* **PROBLEM DETAILS**
Copy out all of the entries below, renaming each occurrence of "Reviewer note" to "Checker note" and leaving everything else as it stands. Omit the pictures from your copy.

* **EXTRACTED DATA**
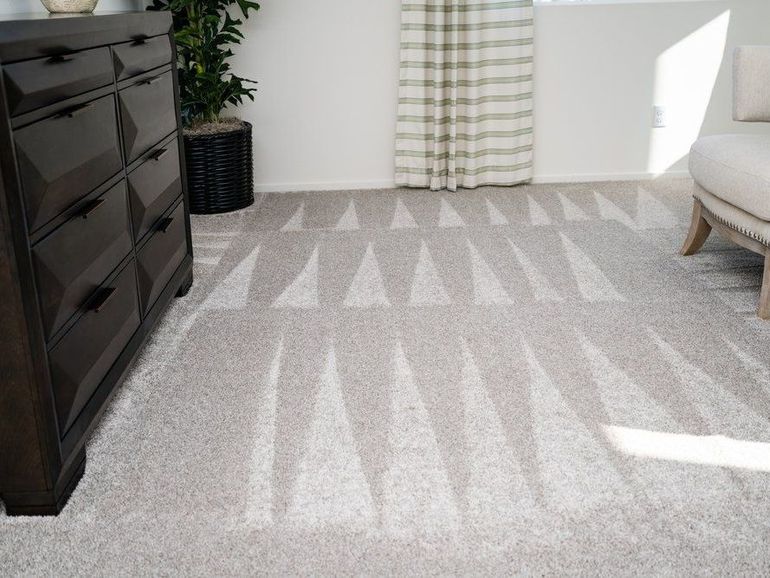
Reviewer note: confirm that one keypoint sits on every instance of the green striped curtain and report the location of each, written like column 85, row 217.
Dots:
column 465, row 94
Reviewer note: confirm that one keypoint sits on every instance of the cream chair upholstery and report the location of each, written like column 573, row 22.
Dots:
column 732, row 172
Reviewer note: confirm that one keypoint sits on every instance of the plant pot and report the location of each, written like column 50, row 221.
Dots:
column 220, row 176
column 55, row 6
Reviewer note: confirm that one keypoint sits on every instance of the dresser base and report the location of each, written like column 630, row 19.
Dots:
column 48, row 503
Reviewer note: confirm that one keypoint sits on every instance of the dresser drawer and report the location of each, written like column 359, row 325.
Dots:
column 153, row 187
column 85, row 354
column 148, row 114
column 36, row 83
column 64, row 157
column 132, row 58
column 74, row 260
column 161, row 255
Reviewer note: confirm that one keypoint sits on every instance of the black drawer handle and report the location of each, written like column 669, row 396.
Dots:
column 103, row 297
column 159, row 154
column 164, row 224
column 77, row 111
column 60, row 58
column 91, row 207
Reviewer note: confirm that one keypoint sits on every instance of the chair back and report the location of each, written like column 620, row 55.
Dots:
column 751, row 84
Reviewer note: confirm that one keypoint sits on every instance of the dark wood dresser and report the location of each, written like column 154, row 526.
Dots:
column 94, row 231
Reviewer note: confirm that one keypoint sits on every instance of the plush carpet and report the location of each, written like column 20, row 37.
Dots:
column 525, row 380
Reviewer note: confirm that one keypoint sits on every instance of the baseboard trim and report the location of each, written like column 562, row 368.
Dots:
column 324, row 186
column 604, row 177
column 390, row 184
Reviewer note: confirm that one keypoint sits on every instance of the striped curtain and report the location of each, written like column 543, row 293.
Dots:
column 465, row 94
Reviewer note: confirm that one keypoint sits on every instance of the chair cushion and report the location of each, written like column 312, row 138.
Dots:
column 736, row 169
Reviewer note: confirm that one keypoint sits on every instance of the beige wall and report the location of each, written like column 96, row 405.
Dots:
column 13, row 6
column 324, row 116
column 328, row 72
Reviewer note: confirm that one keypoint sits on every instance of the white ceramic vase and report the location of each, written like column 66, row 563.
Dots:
column 55, row 6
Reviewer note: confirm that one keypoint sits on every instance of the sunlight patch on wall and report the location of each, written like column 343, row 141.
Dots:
column 706, row 450
column 685, row 75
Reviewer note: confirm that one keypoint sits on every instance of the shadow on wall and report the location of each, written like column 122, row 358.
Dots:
column 594, row 103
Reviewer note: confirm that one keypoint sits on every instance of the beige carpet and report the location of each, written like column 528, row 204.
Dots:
column 522, row 380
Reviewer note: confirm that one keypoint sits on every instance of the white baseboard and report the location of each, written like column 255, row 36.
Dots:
column 324, row 186
column 604, row 177
column 389, row 183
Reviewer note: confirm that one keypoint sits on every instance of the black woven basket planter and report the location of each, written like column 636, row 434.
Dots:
column 220, row 175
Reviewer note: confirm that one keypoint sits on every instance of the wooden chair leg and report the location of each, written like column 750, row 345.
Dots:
column 764, row 296
column 699, row 230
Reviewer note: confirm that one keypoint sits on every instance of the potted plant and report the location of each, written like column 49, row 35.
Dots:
column 218, row 149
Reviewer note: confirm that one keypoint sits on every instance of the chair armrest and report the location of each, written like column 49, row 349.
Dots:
column 751, row 84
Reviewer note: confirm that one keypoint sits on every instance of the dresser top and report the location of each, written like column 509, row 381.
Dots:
column 38, row 34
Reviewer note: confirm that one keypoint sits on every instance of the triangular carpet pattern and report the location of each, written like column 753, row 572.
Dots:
column 233, row 291
column 259, row 506
column 591, row 281
column 427, row 287
column 503, row 381
column 417, row 496
column 538, row 283
column 497, row 492
column 487, row 289
column 448, row 217
column 331, row 488
column 564, row 439
column 537, row 214
column 402, row 218
column 349, row 219
column 611, row 212
column 367, row 289
column 296, row 220
column 496, row 217
column 572, row 212
column 302, row 293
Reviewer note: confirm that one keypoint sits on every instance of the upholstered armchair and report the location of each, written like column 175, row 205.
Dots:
column 732, row 172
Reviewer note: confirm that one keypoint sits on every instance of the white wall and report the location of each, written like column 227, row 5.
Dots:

* **THE RESULT**
Checker note: confirm that one keypoint sits on every instance of the green striped curtain and report the location of each, written like column 85, row 217.
Dots:
column 465, row 94
Checker note: confirm that one keypoint sits on every instance of the cream chair upholstery and report the location of each, written like column 573, row 22.
Dots:
column 732, row 172
Checker note: confirm that one keypoint sits on every instance of the plant pot and report the location of each, written like column 50, row 221.
Dots:
column 220, row 176
column 55, row 6
Checker note: confirm that one keypoint sits on every instance of the dresser base and report the location of each, written like column 630, row 19.
Dots:
column 48, row 503
Checker note: confirm that one keypoint sits on every instance of the dresser drawer and report the location of each, written like column 359, row 325.
Dots:
column 153, row 187
column 85, row 354
column 148, row 114
column 36, row 83
column 64, row 157
column 132, row 58
column 74, row 260
column 161, row 255
Checker note: confirm that one keypoint sits on every instance of the black drawer handle and report the location of each, written like column 669, row 396.
Dots:
column 103, row 297
column 159, row 154
column 164, row 224
column 77, row 111
column 60, row 58
column 91, row 207
Checker note: confirm that one keypoint sits on every instance of the chair back and report the location of each, written like column 620, row 55.
Dots:
column 751, row 84
Checker note: confirm that one keypoint sits on every instance of the dark wood dresser and report the location of each, written like column 154, row 526.
Dots:
column 94, row 231
Checker note: confirm that one keypoint sits on every instance of the plush carpet and report the location of each, written like column 20, row 37.
Dots:
column 525, row 380
Checker note: confirm that one keypoint sits on every instance of the baseboard trim and report the location of each, written like column 562, row 368.
Dots:
column 324, row 186
column 604, row 177
column 390, row 184
Checker note: confirm that one keypoint sits on every instance of the striped curtain and report the location of each, written like column 543, row 293.
Dots:
column 465, row 94
Checker note: confirm that one keypoint sits on every instance of the chair cushion and report the location of each, written like column 312, row 138.
Dots:
column 736, row 169
Checker note: confirm that one keypoint sits on every instance of the beige wall and report the location of each, written like column 96, row 405.
Dots:
column 13, row 6
column 324, row 116
column 328, row 72
Checker note: confirm that one keypoint sits on every instance of the white ceramic vase and report the location of each, written like column 66, row 563.
Dots:
column 55, row 6
Checker note: confirm that one keypoint sits on every instance of the sunlight patch on wall and report the location of each, written like column 343, row 141.
Dots:
column 706, row 450
column 685, row 75
Checker note: confirm that one keypoint sits on every instance of the shadow on wall and report the location of each, written like column 122, row 358.
Dots:
column 594, row 103
Checker note: confirm that one keypoint sits on every instance of the beige carpet and report the location of each, written like column 528, row 204.
Dots:
column 522, row 380
Checker note: confirm that one keypoint sits on every instance of the white baseboard and report the location of each, written like column 255, row 36.
Dots:
column 324, row 186
column 604, row 177
column 389, row 183
Checker note: confirm that one keypoint sits on every instance of the black woven basket planter and report the location of each, written like column 636, row 434.
Dots:
column 220, row 175
Checker note: confirm that one keypoint sits on every instance of the wooden chair leg and report the location of each, written like column 750, row 345.
Dots:
column 764, row 296
column 699, row 230
Checker note: confirm that one keypoint sits on every instance of the potted plant and report the location of each, written like column 49, row 35.
Dots:
column 218, row 149
Checker note: confirm that one keypoint sits on every instance of the chair armrest and report the location of each, written like column 49, row 349.
Dots:
column 751, row 84
Checker note: confirm that one keypoint sits on every instance of the dresser top and report the location of each, written like column 509, row 381.
Dots:
column 38, row 34
Checker note: confirm that one keypoint sits on every instance of the triangular carpet pattern and report the location of each, written like column 753, row 572.
Dots:
column 233, row 291
column 259, row 506
column 591, row 281
column 427, row 287
column 503, row 381
column 417, row 496
column 538, row 283
column 497, row 492
column 487, row 289
column 448, row 217
column 331, row 488
column 564, row 439
column 537, row 214
column 402, row 218
column 349, row 219
column 611, row 212
column 367, row 289
column 296, row 220
column 496, row 217
column 572, row 212
column 302, row 293
Checker note: confirm that one keypoint sits on every instance of the upholstered armchair and report the location of each, written like column 175, row 205.
Dots:
column 732, row 172
Checker note: confirm that one keypoint sits on every instance of the white wall and report the location of each, written like column 227, row 5.
Dots:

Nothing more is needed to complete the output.